## Prompt
Print this span of the material below exactly: the line with "Would you mind pinning the stone pathway", the line with "Would you mind pinning the white plaster", and every line between them, but nothing else.

## Working data
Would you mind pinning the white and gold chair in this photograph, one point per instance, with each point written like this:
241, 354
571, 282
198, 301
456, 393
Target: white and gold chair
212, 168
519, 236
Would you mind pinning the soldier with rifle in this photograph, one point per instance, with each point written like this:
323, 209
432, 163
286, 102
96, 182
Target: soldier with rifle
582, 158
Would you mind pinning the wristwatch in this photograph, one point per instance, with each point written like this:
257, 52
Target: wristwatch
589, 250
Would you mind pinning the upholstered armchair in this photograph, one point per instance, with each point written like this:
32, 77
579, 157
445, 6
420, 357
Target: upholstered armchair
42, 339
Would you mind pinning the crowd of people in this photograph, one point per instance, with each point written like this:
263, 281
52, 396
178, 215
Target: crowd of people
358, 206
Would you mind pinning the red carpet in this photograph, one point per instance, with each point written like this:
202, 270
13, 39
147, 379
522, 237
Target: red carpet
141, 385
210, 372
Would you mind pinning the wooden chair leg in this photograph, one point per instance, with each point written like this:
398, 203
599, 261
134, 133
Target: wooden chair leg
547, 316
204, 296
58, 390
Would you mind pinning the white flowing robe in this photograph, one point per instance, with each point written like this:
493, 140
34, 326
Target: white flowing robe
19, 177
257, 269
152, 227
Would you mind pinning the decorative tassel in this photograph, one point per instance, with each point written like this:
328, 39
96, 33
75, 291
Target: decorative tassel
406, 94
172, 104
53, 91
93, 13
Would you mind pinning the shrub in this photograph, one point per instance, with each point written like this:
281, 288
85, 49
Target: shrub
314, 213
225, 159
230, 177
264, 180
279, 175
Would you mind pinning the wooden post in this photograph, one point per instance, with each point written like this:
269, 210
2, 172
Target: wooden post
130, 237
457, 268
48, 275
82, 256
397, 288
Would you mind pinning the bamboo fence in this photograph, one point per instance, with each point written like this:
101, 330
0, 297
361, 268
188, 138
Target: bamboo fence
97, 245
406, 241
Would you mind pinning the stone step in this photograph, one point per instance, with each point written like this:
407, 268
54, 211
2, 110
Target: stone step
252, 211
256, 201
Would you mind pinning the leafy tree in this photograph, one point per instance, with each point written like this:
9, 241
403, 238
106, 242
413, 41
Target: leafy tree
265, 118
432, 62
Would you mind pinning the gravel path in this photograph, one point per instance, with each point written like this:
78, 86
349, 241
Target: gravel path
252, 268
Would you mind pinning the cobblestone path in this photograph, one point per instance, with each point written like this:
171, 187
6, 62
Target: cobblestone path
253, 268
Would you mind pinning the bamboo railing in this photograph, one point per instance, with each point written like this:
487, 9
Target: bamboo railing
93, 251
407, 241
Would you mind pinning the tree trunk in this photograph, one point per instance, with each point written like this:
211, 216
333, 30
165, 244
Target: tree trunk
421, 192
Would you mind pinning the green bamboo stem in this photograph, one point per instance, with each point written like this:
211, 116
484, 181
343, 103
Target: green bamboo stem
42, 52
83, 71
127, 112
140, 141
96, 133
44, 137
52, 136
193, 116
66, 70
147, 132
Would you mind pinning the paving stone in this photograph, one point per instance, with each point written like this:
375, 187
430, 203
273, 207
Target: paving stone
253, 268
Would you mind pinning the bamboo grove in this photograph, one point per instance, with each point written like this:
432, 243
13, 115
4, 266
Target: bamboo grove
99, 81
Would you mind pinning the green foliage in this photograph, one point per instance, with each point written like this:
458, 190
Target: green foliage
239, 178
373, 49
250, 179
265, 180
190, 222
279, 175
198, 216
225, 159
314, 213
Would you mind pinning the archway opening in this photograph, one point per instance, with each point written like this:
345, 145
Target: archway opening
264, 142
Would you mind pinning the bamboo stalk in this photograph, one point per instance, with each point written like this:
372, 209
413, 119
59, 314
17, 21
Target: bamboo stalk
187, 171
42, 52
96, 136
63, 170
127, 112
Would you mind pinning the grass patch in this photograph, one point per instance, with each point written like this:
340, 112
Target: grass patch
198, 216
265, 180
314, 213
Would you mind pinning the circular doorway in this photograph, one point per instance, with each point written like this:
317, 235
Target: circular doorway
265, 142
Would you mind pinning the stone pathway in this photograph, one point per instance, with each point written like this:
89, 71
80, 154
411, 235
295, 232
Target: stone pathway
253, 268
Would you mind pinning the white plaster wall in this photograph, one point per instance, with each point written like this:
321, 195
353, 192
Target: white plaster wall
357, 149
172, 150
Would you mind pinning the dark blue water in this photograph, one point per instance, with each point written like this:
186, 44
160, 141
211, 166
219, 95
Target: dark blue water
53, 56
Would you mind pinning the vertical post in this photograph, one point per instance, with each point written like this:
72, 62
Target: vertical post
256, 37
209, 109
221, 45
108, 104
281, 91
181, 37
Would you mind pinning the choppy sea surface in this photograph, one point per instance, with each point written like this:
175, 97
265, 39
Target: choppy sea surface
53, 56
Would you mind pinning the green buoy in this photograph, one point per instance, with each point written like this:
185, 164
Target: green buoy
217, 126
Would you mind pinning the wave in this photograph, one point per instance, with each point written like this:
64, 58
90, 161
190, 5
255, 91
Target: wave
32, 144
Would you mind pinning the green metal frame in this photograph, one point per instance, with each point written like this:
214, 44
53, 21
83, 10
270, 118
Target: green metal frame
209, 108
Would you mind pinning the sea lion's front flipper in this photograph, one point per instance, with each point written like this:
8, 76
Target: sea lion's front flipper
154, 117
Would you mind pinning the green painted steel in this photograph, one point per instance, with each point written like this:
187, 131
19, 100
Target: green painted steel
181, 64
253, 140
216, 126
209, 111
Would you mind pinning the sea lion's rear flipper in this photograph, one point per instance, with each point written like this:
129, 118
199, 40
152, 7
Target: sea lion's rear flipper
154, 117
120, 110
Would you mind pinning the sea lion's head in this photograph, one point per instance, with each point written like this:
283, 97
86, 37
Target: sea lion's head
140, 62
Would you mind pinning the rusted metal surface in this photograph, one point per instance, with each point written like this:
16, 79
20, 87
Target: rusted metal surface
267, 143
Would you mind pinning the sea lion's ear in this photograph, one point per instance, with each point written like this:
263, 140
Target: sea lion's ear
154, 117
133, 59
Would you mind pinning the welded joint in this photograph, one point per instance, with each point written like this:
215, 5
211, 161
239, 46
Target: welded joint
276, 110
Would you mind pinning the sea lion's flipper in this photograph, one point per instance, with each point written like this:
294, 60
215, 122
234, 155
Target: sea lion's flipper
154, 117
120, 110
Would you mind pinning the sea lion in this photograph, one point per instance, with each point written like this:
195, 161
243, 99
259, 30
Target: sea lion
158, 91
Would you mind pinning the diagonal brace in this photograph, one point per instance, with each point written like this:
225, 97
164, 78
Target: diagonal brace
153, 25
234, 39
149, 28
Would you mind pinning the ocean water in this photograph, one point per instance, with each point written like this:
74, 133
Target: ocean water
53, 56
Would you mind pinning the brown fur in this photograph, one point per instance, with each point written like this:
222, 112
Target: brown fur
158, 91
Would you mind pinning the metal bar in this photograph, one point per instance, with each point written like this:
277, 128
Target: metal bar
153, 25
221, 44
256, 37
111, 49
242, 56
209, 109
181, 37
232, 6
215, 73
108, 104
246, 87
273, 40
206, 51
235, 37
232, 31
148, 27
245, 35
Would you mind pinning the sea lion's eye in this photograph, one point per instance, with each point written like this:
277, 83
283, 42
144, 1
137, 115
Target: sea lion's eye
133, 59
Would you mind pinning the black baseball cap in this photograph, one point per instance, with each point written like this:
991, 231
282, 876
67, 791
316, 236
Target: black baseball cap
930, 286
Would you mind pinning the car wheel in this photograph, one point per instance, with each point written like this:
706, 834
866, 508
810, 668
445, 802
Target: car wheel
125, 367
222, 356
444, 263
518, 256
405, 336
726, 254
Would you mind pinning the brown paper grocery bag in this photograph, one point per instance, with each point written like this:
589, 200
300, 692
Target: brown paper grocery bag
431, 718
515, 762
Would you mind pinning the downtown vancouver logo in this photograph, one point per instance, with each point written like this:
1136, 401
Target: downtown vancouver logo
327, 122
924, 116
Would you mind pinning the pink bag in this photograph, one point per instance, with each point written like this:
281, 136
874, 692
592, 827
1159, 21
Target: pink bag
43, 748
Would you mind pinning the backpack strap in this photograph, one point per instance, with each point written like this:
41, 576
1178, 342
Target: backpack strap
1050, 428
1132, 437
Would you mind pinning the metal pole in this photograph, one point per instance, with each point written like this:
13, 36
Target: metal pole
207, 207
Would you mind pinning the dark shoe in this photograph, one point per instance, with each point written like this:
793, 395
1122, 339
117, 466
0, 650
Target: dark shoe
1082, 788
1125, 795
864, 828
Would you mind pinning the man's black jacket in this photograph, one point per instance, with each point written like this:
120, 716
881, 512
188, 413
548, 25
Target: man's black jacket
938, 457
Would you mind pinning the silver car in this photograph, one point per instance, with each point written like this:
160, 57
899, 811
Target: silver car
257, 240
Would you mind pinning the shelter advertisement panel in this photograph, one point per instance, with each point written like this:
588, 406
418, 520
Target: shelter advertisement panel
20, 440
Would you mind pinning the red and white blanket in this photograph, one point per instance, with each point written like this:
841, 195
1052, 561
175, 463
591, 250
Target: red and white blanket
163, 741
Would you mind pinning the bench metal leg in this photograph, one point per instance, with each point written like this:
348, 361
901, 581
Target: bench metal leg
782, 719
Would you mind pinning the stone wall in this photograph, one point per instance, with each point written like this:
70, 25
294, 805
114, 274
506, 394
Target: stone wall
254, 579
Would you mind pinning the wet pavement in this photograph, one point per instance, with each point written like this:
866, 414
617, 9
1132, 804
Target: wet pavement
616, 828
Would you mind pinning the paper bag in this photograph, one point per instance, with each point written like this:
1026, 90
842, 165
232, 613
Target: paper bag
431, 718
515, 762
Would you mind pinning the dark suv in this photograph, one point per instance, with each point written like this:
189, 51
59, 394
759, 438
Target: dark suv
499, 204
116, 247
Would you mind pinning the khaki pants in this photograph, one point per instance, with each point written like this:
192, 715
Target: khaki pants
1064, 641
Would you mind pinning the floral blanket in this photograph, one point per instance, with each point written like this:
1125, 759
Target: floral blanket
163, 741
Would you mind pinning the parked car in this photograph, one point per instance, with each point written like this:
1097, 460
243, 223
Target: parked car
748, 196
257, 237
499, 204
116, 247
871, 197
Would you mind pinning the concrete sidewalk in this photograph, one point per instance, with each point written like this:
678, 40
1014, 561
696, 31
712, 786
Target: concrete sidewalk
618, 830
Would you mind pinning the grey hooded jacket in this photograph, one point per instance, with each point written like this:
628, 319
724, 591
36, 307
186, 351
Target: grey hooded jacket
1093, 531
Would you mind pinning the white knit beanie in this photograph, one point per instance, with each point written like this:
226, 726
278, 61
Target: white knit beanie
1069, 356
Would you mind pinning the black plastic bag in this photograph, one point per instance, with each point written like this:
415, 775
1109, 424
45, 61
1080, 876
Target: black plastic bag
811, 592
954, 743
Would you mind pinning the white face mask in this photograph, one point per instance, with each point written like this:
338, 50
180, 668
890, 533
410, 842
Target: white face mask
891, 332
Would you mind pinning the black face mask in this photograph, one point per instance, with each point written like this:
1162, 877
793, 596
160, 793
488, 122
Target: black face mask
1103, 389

## Result of the exercise
Would you mind pinning the stone pathway in this photograph, one point per instance, with each point written like this:
89, 71
80, 154
411, 235
295, 232
Target: stone pathway
253, 268
Would you mind pinning the white plaster wall in this photograph, one point per instance, with each point written like this:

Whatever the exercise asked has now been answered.